Records excerpted from a collection:
▬▬▬▬▬▬▬▬▬▬

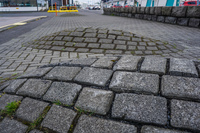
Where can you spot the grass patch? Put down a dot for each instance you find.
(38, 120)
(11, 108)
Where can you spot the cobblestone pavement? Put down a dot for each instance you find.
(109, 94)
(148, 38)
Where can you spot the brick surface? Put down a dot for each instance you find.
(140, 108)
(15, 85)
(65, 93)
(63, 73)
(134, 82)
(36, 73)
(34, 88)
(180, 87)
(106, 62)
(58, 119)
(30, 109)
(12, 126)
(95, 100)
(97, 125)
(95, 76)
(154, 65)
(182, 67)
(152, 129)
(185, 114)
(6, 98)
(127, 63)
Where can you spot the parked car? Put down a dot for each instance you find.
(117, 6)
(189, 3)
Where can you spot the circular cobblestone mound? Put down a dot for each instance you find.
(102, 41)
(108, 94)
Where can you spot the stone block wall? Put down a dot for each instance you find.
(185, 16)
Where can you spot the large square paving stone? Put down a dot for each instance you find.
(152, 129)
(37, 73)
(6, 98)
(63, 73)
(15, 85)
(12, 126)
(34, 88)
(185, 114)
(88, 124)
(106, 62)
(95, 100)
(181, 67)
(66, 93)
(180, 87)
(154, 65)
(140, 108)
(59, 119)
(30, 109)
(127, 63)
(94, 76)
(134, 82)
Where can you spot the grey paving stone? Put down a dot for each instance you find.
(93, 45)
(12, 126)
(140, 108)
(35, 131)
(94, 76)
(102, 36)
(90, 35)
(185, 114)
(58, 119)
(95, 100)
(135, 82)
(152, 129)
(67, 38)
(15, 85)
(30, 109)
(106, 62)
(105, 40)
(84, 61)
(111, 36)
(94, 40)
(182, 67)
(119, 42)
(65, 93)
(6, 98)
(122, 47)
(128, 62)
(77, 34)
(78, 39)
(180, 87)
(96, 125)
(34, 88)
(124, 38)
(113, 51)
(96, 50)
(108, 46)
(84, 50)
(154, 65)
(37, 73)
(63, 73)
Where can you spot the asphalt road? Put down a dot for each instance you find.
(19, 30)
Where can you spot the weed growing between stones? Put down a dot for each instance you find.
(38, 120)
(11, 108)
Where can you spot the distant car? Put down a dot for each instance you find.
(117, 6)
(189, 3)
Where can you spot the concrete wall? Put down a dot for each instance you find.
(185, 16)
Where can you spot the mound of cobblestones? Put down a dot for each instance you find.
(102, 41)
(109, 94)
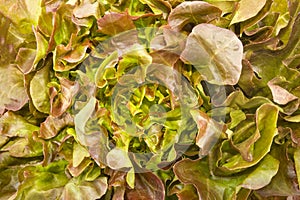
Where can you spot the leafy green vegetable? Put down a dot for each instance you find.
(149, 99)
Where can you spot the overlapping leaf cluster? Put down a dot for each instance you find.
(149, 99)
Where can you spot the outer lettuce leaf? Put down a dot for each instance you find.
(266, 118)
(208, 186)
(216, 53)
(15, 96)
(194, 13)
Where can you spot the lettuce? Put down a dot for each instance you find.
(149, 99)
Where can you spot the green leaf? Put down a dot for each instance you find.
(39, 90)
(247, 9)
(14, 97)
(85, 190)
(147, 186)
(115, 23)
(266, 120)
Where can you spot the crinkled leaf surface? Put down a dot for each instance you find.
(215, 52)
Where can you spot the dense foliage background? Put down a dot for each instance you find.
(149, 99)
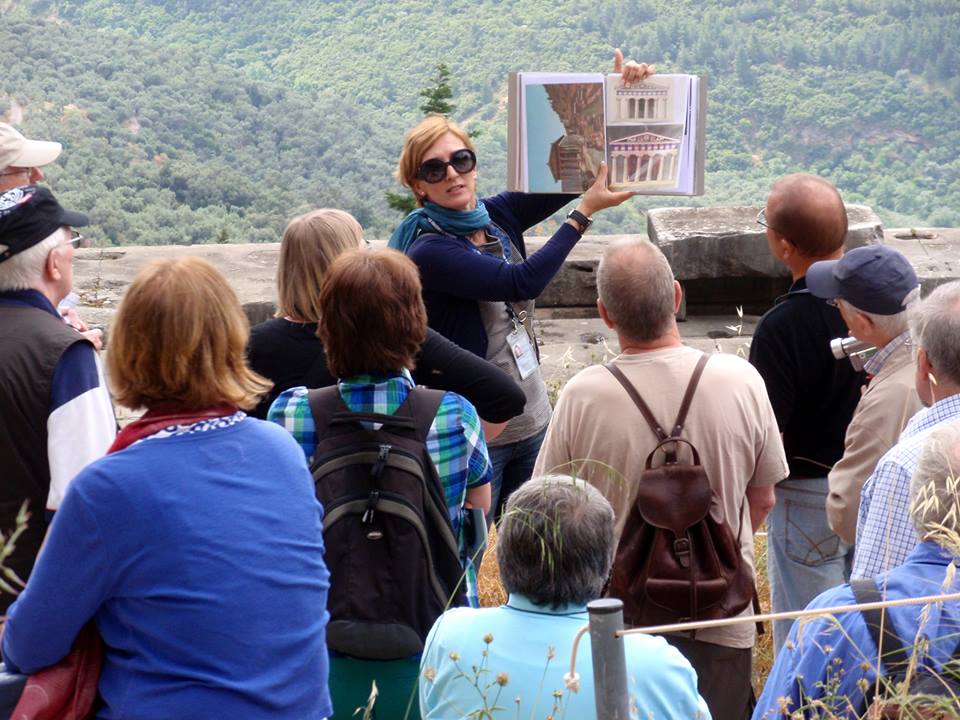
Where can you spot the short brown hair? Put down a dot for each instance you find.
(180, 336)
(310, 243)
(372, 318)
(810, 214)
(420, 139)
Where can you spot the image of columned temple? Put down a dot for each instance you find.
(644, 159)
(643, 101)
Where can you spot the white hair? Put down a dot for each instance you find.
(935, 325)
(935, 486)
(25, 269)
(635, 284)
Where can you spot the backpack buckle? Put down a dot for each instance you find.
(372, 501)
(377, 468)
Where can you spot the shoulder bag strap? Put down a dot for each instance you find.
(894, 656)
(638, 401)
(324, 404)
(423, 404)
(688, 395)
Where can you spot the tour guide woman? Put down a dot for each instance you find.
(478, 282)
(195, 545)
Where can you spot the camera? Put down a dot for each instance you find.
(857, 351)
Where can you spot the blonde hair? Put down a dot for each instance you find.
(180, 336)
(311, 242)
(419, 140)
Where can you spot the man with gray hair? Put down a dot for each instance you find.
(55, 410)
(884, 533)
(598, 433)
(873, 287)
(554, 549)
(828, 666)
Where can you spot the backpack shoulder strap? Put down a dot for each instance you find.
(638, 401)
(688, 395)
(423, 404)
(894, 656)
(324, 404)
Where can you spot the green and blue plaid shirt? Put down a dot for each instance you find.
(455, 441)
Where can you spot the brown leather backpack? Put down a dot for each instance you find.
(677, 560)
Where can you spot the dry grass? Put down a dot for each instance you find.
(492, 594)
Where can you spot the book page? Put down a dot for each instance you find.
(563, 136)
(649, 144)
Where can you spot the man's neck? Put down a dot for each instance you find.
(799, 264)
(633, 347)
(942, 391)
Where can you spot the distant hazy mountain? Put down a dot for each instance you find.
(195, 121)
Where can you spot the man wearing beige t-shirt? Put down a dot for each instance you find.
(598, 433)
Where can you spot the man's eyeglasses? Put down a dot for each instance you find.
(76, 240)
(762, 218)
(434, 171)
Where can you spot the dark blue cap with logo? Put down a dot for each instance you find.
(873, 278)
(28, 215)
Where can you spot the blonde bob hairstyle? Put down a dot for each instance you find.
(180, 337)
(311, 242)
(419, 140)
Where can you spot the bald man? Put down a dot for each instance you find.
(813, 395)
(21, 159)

▬▬▬▬▬▬▬▬▬▬

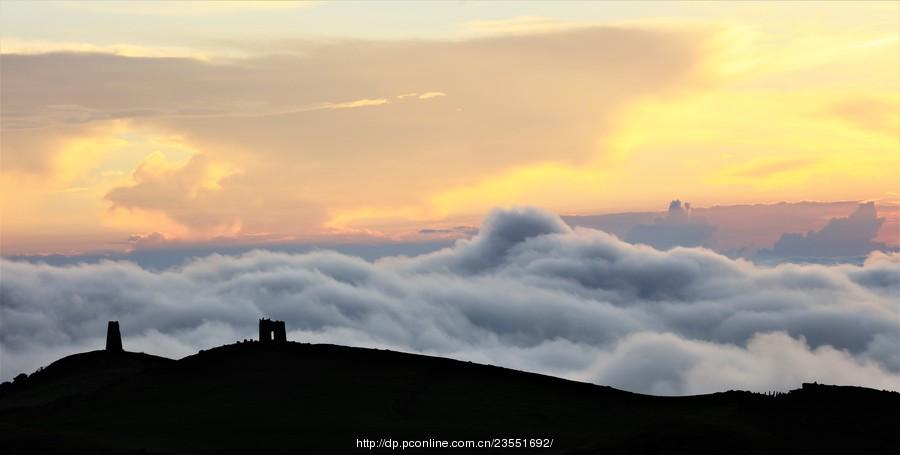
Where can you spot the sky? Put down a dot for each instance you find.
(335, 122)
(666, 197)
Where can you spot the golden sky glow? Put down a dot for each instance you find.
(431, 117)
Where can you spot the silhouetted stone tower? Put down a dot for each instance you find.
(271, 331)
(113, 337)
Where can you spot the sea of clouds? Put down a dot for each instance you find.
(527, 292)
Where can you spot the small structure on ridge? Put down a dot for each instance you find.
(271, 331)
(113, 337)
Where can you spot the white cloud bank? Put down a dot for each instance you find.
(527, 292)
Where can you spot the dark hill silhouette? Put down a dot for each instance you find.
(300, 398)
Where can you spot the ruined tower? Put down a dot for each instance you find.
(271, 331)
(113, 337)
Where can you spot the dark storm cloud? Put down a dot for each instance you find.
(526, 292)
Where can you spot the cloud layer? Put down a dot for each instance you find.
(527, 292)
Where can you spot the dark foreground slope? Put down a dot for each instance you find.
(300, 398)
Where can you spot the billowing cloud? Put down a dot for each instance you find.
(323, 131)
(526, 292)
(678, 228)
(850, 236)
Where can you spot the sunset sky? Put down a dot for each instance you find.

▬▬▬▬▬▬▬▬▬▬

Reproduce, word for word, every line of the listing from the line containing "Where can you spot the silhouetted" down to the line containing "Where can you spot the sunset", both of those lines included.

- **SOLUTION TO THIS TASK**
Where can you spot the silhouetted stone tower? Put down a dot for each instance you find.
(271, 331)
(113, 337)
Where can you spot the sea of clouds? Put down a dot for each instance you find.
(527, 292)
Where can you spot the small structure on ridge? Put down a dot for each instance you find.
(271, 331)
(113, 337)
Where can you spot the white cloud bank? Put down a dot for each instance you find.
(527, 292)
Where can you spot the dark hill silhouette? Put down a dot for each instance you find.
(300, 398)
Where can you spot the ruined tower? Put down a dot for each instance you find.
(271, 331)
(113, 337)
Where can you spot the dark storm cloud? Put down a dot for each instance you find.
(526, 292)
Where can you spot the cloud layer? Put down a dot for each instance you find.
(527, 292)
Where can you spot the dark foreground slope? Put down a dot for each instance you find.
(300, 398)
Where can you spot the billowing cloud? Put down a dot for each instance you find.
(323, 131)
(526, 292)
(678, 228)
(850, 236)
Where can you spot the sunset sky? Put down a dot for each instance you find.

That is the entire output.